From the first entry to the last, transcribe everything exactly.
BEGIN
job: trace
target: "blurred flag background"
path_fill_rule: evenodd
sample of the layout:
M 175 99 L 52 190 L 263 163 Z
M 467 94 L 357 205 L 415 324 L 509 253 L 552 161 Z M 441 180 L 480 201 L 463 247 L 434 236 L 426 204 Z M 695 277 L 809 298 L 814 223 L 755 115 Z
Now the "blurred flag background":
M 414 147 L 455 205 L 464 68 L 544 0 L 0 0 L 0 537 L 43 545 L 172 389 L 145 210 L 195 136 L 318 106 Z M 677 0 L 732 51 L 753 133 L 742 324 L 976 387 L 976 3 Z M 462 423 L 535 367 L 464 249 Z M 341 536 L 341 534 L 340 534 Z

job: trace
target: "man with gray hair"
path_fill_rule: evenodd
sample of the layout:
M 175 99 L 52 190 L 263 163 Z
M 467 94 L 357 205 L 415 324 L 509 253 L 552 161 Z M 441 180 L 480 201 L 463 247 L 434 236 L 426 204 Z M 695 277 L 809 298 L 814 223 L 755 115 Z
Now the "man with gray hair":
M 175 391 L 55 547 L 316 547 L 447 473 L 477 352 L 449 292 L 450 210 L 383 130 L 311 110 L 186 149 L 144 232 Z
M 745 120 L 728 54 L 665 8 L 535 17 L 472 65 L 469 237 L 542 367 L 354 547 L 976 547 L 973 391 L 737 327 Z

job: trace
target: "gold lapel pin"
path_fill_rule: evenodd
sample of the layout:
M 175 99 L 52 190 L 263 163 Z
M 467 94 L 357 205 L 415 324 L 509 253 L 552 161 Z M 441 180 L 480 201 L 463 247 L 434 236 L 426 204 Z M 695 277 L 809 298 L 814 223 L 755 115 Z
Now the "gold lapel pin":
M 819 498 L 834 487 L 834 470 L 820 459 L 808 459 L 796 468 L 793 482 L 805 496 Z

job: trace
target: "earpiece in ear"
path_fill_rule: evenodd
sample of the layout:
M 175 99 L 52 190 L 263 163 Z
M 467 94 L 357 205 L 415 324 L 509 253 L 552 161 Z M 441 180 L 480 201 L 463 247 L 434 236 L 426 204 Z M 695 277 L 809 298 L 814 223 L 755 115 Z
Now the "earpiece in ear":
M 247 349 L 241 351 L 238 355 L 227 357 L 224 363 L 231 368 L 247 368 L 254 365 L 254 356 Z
END
Result below -
job: trace
target: "blurred flag background"
path_fill_rule: evenodd
sample of the layout:
M 175 99 L 52 190 L 263 163 Z
M 467 94 L 357 205 L 415 324 L 509 253 L 552 161 Z M 441 180 L 480 201 L 463 247 L 434 236 L 426 204 Z M 695 277 L 809 298 L 814 223 L 755 115 Z
Now the "blurred flag background":
M 414 147 L 455 205 L 464 68 L 544 0 L 0 0 L 0 537 L 43 545 L 172 389 L 145 210 L 195 136 L 318 106 Z M 677 0 L 732 51 L 753 133 L 742 324 L 976 387 L 976 3 Z M 462 423 L 535 367 L 464 249 Z M 341 536 L 341 534 L 340 534 Z

job: trace
target: "man with gray hair"
path_fill_rule: evenodd
sample of the layout:
M 175 99 L 52 190 L 263 163 Z
M 467 94 L 357 205 L 415 324 L 509 253 L 552 161 Z M 441 180 L 480 201 L 463 247 L 434 236 L 426 204 Z M 695 277 L 809 298 L 814 223 L 755 115 Z
Now the "man with gray hair":
M 175 391 L 55 547 L 316 547 L 447 473 L 477 352 L 449 292 L 450 210 L 383 130 L 311 110 L 186 149 L 144 232 Z
M 745 120 L 728 54 L 665 8 L 535 17 L 472 65 L 469 237 L 542 367 L 354 547 L 976 547 L 973 391 L 737 327 Z

job: trace
target: "gold lapel pin"
path_fill_rule: evenodd
sample of the layout:
M 175 99 L 52 190 L 263 163 Z
M 467 94 L 357 205 L 415 324 L 509 253 L 552 161 Z M 441 180 L 480 201 L 463 247 L 434 236 L 426 204 Z M 695 277 L 809 298 L 814 223 L 755 115 Z
Now the "gold lapel pin":
M 819 498 L 834 487 L 834 470 L 820 459 L 808 459 L 796 468 L 793 482 L 805 496 Z

job: trace
target: "earpiece in ear"
path_fill_rule: evenodd
sample of the layout:
M 175 99 L 52 190 L 263 163 Z
M 467 94 L 357 205 L 415 324 L 509 253 L 552 161 Z M 441 180 L 480 201 L 463 247 L 434 236 L 426 204 Z M 695 277 L 809 298 L 814 223 L 755 115 Z
Now the "earpiece in ear":
M 247 349 L 241 351 L 238 355 L 227 357 L 224 363 L 231 368 L 247 368 L 254 365 L 254 356 Z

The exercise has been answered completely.